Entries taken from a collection
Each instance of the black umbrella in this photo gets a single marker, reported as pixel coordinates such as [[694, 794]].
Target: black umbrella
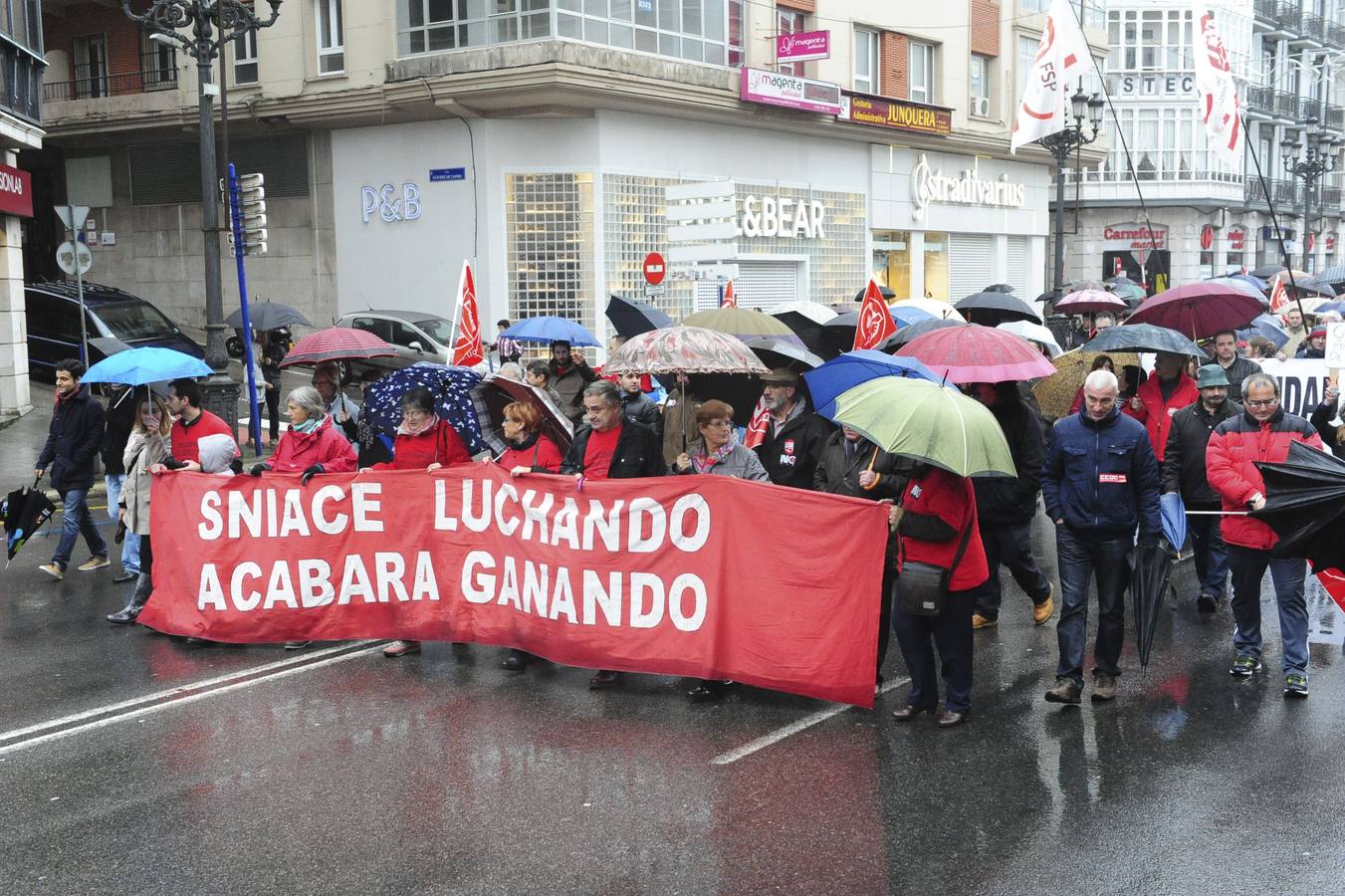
[[23, 513], [1148, 582], [1305, 504], [268, 315], [1142, 337], [995, 309], [631, 318], [907, 334]]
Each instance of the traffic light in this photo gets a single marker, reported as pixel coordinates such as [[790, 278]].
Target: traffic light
[[252, 213]]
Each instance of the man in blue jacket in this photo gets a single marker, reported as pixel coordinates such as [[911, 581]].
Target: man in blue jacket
[[73, 443], [1099, 483]]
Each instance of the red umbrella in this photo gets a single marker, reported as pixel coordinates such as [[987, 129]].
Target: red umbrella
[[1085, 302], [1199, 310], [336, 343], [978, 354]]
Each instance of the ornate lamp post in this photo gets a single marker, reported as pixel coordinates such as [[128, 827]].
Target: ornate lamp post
[[1309, 160], [211, 23], [1060, 144]]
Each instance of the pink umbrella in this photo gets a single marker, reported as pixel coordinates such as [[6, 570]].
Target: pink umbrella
[[978, 354], [1085, 302], [1199, 310]]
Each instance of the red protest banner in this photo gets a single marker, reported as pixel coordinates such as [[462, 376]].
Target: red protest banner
[[701, 576]]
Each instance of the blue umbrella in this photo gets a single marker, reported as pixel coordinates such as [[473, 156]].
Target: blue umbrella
[[1268, 328], [452, 387], [549, 330], [140, 366], [1173, 512], [854, 367]]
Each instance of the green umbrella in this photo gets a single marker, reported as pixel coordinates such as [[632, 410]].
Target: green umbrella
[[926, 421]]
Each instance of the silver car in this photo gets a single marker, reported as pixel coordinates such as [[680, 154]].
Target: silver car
[[414, 334]]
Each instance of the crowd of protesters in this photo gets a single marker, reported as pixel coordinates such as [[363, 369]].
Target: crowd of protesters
[[1099, 473]]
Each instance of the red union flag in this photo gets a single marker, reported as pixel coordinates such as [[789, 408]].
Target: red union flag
[[468, 350], [1061, 57], [758, 425], [876, 321], [635, 574], [1219, 106]]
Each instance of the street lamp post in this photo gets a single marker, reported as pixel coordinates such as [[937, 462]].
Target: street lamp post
[[211, 25], [1060, 144], [1309, 161]]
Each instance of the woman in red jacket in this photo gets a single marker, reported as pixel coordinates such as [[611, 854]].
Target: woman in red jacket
[[529, 451], [935, 521], [424, 441]]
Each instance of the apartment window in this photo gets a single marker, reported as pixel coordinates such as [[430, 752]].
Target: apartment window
[[245, 58], [865, 61], [789, 22], [332, 45], [922, 72]]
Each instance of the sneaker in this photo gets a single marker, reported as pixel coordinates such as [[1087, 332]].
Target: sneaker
[[1067, 690], [1104, 688], [1041, 612], [1295, 685]]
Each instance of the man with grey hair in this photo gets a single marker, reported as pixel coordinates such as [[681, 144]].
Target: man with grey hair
[[1099, 483], [609, 445]]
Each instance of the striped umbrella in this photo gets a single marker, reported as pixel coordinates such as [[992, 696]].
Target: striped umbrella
[[336, 343]]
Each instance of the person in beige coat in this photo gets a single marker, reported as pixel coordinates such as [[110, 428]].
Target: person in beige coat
[[148, 445]]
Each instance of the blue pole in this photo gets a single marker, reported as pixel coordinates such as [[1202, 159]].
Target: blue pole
[[253, 412]]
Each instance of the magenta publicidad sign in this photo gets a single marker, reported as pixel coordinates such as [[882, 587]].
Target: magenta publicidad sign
[[801, 46]]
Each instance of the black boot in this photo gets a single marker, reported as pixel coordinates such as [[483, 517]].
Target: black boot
[[138, 597]]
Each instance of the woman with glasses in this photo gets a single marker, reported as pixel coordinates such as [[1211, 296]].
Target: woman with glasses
[[716, 454]]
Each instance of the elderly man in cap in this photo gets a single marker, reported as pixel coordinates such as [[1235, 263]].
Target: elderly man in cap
[[795, 437], [1184, 473]]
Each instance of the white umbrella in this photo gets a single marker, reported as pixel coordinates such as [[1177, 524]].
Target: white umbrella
[[1034, 333]]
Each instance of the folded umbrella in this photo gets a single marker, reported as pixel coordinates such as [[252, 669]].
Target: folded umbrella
[[854, 367], [978, 354], [140, 366], [494, 393], [926, 421], [452, 390], [551, 329], [631, 318]]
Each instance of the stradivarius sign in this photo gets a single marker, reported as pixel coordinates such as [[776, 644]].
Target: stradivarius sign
[[968, 188]]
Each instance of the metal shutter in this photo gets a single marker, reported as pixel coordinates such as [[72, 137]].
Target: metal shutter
[[760, 284], [969, 264]]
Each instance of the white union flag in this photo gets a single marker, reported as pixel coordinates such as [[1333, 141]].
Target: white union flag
[[1061, 56]]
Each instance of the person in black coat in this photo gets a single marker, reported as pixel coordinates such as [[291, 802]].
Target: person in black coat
[[1007, 506], [795, 436], [1184, 473], [74, 440]]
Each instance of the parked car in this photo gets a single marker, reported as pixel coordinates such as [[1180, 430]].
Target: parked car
[[414, 334], [53, 317]]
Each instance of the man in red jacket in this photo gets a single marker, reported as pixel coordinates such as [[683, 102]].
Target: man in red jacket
[[1162, 395], [1260, 433]]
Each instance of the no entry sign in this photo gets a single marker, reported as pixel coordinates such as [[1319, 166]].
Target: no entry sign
[[655, 269]]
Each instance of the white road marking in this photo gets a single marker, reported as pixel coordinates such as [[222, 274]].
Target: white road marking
[[793, 728], [113, 713]]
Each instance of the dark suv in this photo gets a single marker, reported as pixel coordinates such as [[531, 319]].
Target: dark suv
[[53, 315]]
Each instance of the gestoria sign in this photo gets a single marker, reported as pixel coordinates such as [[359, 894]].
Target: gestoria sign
[[968, 188]]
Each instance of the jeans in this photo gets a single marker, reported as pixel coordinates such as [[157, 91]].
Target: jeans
[[130, 544], [76, 521], [1107, 559], [1010, 545], [1211, 555], [950, 632], [1248, 566]]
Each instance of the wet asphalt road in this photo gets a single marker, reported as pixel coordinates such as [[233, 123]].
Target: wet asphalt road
[[340, 772]]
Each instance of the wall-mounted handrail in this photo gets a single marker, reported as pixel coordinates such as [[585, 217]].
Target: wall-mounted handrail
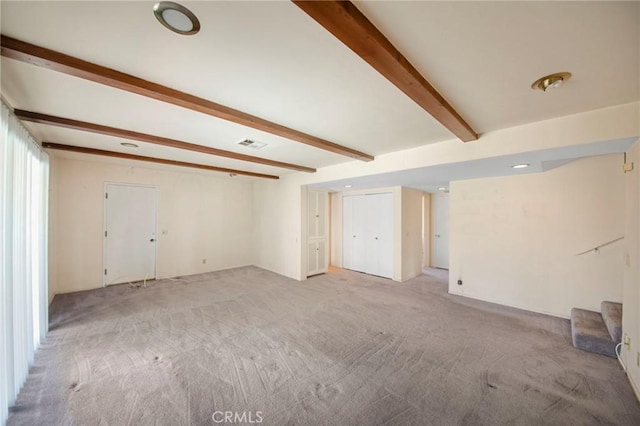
[[597, 248]]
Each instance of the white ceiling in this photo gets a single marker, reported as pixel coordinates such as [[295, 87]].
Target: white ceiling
[[271, 60], [432, 178]]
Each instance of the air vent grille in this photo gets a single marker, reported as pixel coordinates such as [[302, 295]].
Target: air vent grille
[[251, 144]]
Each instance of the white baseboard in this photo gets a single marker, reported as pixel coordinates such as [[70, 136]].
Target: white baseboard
[[634, 386], [500, 302]]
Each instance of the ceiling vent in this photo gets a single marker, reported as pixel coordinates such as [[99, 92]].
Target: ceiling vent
[[251, 144]]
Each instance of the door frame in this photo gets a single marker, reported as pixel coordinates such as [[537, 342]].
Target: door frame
[[434, 225], [104, 226]]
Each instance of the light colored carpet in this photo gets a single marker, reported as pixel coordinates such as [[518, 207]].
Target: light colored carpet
[[339, 349]]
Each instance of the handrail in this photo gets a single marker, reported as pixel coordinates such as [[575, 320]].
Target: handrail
[[597, 248]]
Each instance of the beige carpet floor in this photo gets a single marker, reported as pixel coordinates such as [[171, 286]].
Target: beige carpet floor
[[338, 349]]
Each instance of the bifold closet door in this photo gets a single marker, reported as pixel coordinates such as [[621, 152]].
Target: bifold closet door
[[368, 233], [381, 259]]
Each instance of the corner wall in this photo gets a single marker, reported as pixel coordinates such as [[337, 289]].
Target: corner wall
[[515, 240], [631, 289], [204, 216]]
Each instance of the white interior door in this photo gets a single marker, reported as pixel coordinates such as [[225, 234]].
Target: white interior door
[[382, 204], [441, 232], [368, 234], [130, 233]]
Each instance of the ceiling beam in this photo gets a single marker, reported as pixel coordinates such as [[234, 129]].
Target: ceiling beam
[[142, 137], [50, 59], [50, 145], [350, 26]]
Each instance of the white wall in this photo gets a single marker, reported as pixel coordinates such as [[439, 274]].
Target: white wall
[[631, 288], [205, 216], [278, 204], [426, 230], [514, 240]]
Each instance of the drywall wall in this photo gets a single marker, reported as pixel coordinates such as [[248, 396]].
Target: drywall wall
[[204, 215], [426, 230], [277, 205], [631, 289], [515, 240], [412, 246]]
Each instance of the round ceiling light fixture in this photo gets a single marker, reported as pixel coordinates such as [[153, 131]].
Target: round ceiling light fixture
[[176, 17], [551, 81]]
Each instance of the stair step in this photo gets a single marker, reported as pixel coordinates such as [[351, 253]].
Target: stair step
[[612, 316], [589, 333]]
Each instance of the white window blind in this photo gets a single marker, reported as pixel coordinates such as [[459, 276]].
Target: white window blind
[[24, 188]]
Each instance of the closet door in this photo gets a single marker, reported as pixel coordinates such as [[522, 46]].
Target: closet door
[[354, 237], [368, 233], [382, 252], [317, 229]]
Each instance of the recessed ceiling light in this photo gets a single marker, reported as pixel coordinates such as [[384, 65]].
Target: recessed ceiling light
[[176, 17], [551, 81]]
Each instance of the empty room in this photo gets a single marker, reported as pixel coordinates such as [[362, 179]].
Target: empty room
[[319, 213]]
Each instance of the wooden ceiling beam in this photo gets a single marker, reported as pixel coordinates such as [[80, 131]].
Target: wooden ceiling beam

Directions for this task:
Write down every line of the data above that includes the string "wooden".

Task response:
Each instance of the wooden ceiling beam in this photo gets a single marker, reported as pixel coordinates such as [[80, 131]].
Target: wooden ceiling beam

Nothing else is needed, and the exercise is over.